▶ [REQUEST]: Reproduce the material below from the line containing "Q: For the white sneaker" through the end, with the requests included, and subtract 146 from every coordinate in the answers.

(Position annotation records)
☆ ☆ ☆

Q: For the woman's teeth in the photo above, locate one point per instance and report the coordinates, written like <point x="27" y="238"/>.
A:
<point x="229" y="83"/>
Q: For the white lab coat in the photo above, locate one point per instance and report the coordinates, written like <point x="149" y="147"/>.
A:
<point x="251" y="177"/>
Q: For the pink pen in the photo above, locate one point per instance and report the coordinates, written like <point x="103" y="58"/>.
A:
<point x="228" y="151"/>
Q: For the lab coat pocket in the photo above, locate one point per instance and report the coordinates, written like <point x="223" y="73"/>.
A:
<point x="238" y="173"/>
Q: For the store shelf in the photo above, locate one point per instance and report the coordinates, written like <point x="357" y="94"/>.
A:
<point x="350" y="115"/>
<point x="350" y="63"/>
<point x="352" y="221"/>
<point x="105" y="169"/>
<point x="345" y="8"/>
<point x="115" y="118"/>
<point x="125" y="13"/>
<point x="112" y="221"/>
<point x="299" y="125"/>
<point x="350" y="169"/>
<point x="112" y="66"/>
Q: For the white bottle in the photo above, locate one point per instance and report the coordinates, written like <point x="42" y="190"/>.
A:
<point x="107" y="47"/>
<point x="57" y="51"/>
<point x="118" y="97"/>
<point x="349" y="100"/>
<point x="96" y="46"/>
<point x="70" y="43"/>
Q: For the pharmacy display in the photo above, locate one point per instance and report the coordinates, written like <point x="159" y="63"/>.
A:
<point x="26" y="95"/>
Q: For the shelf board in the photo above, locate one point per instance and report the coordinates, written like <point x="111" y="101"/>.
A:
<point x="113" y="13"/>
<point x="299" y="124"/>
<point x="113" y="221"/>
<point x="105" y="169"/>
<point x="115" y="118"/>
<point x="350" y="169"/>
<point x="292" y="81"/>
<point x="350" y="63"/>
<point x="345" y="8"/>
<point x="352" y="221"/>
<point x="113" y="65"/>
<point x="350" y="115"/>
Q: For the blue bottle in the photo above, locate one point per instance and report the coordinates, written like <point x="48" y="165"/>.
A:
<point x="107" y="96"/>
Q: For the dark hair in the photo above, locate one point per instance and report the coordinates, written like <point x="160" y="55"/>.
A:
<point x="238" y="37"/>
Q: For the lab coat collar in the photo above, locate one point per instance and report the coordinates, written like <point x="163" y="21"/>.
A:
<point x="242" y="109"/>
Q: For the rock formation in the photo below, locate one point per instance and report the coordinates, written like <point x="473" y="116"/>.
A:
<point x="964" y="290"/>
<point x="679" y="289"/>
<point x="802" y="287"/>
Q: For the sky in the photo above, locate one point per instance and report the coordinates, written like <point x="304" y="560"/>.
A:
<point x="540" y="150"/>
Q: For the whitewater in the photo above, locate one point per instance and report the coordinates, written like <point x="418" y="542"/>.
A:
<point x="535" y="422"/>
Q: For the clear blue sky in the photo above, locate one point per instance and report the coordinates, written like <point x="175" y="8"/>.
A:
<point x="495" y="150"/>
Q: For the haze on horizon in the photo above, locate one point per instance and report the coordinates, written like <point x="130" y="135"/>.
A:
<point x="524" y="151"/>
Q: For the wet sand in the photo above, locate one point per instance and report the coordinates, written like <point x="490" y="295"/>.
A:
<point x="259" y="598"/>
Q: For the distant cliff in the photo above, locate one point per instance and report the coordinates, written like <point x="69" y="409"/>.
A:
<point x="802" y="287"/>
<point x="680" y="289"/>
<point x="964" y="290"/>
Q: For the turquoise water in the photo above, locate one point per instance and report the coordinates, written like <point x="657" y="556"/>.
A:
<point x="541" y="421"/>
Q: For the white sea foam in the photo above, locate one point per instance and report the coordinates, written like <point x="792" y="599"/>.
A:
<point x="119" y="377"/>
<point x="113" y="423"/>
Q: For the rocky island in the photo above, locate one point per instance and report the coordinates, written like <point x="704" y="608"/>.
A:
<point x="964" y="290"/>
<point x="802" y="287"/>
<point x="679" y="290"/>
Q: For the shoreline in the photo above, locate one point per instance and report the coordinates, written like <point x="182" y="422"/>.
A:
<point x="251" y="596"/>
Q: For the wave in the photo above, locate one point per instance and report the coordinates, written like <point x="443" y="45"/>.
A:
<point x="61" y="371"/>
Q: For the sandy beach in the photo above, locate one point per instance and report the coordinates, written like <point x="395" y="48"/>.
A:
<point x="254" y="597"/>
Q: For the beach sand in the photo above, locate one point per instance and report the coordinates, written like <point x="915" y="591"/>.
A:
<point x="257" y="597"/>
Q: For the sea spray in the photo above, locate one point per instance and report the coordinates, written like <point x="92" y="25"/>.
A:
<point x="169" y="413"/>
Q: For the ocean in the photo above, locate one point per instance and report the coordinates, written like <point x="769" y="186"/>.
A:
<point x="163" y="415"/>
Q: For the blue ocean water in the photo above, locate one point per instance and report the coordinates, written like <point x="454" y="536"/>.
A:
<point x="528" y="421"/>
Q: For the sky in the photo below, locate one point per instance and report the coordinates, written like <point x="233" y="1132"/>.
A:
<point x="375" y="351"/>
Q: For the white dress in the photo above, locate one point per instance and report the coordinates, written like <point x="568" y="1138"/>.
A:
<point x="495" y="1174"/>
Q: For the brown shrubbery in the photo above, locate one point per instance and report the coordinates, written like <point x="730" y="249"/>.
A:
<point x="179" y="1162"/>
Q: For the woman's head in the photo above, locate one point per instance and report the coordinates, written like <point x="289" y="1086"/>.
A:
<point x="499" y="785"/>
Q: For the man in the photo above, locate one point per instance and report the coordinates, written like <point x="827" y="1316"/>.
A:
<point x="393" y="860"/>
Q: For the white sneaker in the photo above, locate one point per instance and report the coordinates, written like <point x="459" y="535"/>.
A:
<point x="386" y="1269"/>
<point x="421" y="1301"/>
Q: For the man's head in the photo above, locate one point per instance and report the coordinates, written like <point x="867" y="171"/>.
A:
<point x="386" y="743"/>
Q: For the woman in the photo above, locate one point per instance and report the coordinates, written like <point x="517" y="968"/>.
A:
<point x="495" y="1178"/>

☆ ☆ ☆

▶ [THE OUTPUT]:
Q: For the white sneaker in the photo above, locate one point per instance and report the coordinates, written like <point x="459" y="535"/>.
A:
<point x="240" y="1123"/>
<point x="275" y="1155"/>
Q: For the man's head in the photo above, locate one point per instance and report the coordinates, written like <point x="867" y="171"/>.
A:
<point x="240" y="597"/>
Q: For the woman in the photo above, locate one point per instance and report the coordinates, written like <point x="517" y="968"/>.
A:
<point x="349" y="1032"/>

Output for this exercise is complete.